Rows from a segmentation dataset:
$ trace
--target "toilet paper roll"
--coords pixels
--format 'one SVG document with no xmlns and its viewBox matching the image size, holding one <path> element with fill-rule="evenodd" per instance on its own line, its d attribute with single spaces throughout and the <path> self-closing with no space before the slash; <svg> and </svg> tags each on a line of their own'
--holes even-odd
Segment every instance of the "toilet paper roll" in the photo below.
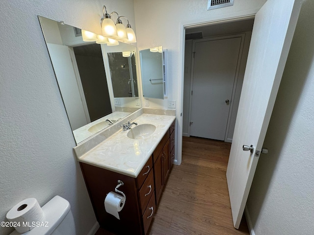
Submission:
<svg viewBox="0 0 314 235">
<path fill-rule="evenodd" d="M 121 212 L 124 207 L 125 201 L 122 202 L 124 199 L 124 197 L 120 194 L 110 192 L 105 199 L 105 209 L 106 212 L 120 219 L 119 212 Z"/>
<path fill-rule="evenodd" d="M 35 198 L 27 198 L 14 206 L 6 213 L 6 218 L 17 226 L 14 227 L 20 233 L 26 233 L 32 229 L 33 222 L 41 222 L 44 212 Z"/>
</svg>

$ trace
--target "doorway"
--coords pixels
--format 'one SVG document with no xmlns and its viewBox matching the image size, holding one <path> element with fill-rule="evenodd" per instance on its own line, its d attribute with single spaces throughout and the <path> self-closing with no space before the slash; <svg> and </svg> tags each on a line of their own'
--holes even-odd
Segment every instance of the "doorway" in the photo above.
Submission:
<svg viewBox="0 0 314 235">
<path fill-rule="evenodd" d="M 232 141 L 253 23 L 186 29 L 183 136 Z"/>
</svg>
...
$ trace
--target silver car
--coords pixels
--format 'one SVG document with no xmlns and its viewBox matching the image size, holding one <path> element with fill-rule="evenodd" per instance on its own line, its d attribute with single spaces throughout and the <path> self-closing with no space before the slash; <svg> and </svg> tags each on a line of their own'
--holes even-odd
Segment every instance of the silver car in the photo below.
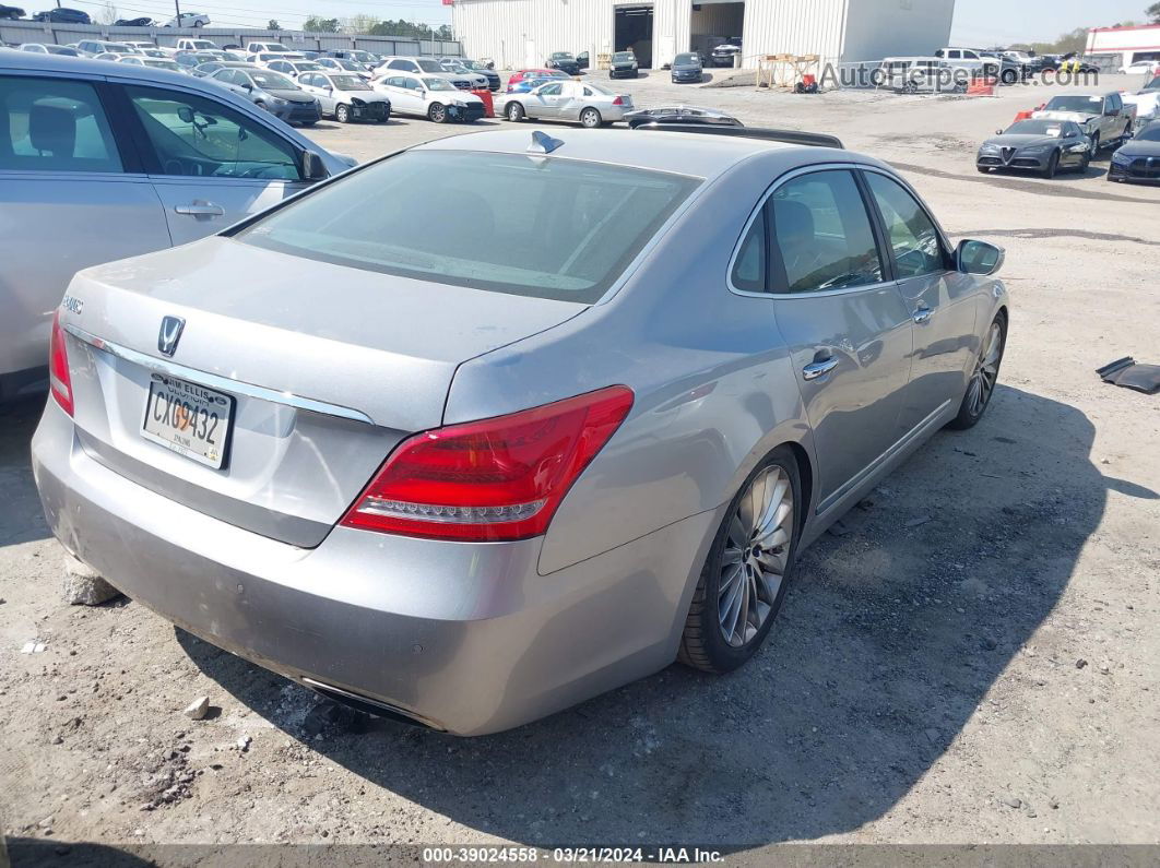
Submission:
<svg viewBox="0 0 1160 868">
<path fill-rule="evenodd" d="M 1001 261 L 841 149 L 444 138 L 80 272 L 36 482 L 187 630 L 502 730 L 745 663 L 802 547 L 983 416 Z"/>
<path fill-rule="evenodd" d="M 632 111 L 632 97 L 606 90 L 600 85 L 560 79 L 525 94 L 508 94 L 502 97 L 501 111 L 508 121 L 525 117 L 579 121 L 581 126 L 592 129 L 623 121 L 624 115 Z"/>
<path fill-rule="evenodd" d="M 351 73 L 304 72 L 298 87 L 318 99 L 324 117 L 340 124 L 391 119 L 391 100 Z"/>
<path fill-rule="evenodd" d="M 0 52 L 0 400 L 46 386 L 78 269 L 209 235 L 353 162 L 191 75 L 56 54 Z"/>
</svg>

- EXERCISE REQUIREMENTS
Extract every line of the records above that contains the word "silver".

- ANSWER FOR THIS EXERCISE
--target silver car
Segment every instance of the silver car in the photo below.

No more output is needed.